==== MATERIAL SUPPLIED
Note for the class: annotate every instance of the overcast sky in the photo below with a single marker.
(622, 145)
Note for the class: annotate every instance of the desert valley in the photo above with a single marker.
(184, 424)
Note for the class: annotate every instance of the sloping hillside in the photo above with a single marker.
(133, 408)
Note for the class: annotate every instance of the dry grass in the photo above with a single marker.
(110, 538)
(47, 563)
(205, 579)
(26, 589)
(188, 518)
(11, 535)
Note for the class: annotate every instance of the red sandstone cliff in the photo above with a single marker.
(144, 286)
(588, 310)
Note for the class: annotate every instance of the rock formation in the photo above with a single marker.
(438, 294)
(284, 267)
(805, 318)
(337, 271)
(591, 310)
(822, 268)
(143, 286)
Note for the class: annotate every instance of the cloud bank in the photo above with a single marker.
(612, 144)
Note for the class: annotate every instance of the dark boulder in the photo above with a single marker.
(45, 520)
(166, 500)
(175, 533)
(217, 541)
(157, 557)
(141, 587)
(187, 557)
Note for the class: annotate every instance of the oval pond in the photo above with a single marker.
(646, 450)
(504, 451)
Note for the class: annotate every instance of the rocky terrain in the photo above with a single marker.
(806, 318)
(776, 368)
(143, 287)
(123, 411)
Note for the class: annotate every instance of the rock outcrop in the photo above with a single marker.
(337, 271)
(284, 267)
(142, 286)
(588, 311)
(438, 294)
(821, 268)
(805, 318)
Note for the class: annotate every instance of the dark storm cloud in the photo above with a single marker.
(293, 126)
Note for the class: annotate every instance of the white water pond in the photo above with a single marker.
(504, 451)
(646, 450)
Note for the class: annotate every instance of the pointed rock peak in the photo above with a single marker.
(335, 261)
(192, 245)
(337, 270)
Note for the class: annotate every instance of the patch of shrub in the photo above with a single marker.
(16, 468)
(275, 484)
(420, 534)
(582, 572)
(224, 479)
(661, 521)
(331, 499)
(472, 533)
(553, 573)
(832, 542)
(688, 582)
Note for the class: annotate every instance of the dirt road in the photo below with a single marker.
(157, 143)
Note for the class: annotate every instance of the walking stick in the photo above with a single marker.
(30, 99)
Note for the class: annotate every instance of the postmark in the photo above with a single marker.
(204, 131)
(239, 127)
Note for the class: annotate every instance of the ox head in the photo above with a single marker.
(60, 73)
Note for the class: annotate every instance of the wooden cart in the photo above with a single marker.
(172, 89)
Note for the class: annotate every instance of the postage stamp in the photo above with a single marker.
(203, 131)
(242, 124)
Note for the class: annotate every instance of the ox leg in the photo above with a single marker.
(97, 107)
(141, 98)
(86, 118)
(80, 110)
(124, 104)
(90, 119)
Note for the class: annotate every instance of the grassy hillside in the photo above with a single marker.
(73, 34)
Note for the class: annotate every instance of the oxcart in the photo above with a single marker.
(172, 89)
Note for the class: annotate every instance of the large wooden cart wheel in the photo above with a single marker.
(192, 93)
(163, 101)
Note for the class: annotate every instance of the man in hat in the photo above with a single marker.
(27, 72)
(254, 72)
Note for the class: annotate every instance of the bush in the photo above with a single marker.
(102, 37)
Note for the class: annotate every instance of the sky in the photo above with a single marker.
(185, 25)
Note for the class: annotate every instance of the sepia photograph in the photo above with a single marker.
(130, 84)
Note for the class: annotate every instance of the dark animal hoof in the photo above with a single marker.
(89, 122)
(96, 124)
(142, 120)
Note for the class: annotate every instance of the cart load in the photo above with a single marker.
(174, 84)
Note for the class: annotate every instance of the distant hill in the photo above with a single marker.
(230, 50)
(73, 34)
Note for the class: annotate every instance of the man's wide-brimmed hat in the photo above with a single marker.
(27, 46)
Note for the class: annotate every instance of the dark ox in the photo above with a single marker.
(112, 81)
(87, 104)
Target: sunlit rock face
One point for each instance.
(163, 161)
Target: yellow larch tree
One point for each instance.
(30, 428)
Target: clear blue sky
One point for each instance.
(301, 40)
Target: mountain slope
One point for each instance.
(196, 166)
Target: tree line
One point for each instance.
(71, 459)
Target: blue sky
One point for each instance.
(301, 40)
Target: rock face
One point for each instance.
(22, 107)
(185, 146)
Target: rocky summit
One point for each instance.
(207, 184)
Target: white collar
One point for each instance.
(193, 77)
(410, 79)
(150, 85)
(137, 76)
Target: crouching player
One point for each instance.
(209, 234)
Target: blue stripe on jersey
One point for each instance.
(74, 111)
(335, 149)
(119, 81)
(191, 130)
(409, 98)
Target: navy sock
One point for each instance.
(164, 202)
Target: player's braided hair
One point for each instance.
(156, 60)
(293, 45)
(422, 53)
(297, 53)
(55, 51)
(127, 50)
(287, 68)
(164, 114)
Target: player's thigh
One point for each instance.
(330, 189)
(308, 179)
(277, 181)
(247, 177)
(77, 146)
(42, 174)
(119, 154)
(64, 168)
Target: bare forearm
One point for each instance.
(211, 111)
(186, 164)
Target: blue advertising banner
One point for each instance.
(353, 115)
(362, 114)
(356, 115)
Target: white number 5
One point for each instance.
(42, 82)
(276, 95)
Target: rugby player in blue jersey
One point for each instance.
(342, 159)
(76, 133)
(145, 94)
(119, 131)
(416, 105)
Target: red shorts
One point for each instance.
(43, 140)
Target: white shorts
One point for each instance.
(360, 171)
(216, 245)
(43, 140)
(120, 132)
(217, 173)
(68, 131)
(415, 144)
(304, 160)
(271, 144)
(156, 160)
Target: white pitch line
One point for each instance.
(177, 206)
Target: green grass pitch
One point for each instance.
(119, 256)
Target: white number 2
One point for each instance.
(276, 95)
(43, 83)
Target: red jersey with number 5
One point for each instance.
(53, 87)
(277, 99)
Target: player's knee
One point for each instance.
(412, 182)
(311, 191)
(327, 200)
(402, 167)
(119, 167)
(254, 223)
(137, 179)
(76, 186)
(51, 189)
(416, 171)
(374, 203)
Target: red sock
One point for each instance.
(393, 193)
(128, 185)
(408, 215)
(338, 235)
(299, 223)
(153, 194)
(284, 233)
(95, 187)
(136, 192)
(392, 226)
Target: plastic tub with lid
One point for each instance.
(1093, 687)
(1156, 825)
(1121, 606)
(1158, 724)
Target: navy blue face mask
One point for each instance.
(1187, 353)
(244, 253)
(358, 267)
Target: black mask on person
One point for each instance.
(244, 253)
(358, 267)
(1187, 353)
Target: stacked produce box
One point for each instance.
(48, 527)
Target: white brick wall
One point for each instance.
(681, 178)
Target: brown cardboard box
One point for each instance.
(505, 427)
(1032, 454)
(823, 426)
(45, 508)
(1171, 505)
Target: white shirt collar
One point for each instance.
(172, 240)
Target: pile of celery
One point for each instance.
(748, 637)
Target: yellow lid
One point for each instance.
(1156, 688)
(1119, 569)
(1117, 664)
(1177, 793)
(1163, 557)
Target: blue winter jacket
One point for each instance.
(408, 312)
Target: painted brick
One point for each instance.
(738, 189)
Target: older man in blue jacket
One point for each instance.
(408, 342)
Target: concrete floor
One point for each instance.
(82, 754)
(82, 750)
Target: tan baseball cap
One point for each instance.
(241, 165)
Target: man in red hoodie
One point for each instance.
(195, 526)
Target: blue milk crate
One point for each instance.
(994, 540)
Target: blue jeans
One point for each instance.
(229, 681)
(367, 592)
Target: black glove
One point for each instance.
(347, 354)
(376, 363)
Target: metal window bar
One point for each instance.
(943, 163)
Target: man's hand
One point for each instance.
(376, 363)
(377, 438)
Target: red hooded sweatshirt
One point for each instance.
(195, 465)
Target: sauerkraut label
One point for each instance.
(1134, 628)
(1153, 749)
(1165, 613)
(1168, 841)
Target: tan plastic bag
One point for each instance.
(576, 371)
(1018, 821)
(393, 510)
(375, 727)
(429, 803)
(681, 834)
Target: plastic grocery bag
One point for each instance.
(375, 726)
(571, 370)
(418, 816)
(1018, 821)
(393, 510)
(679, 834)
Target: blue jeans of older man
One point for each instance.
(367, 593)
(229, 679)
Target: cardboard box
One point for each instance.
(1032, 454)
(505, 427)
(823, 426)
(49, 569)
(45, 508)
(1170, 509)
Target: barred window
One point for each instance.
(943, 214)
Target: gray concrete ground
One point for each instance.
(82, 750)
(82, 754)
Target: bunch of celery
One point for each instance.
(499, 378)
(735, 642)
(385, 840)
========
TASK REQUIREMENTS ▸ Lines holding "jersey": count them across the data and reply with the number alone.

REPLY ▸ 3